Every entry must be transcribed exactly. Pictures are not part of the copy.

[Phrase grounding data]
───
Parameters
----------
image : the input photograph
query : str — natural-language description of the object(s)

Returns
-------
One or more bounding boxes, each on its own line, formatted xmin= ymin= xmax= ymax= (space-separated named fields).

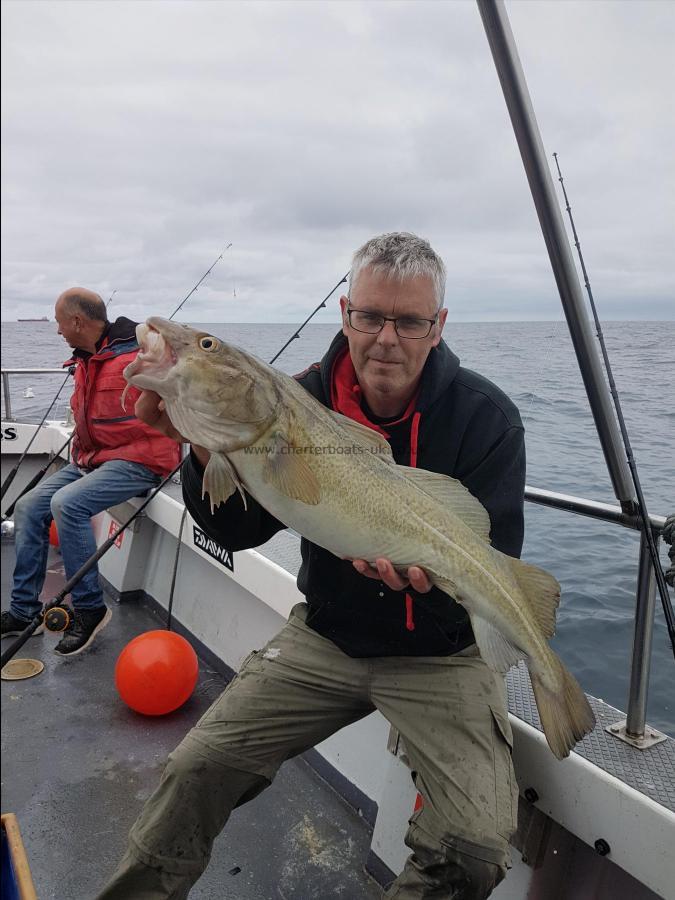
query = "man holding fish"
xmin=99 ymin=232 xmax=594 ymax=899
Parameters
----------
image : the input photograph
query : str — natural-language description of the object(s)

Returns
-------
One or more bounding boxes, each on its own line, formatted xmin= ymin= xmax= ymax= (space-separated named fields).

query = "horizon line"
───
#### The completed task
Parameters
----------
image : the input photograph
query : str — natural-language description of the object(s)

Returns
-------
One or more bounding boxes, each on its own line, formatted xmin= ymin= xmax= ymax= (space-separated named fields).

query = "man holding fish"
xmin=99 ymin=232 xmax=594 ymax=899
Parameters
----------
image : the input photograph
query : str — natural-language description of the object(s)

Returns
-------
One or more bounding boxes, each on its own line, formatted xmin= ymin= xmax= ymax= (space-separated named fields).

query = "horizon line"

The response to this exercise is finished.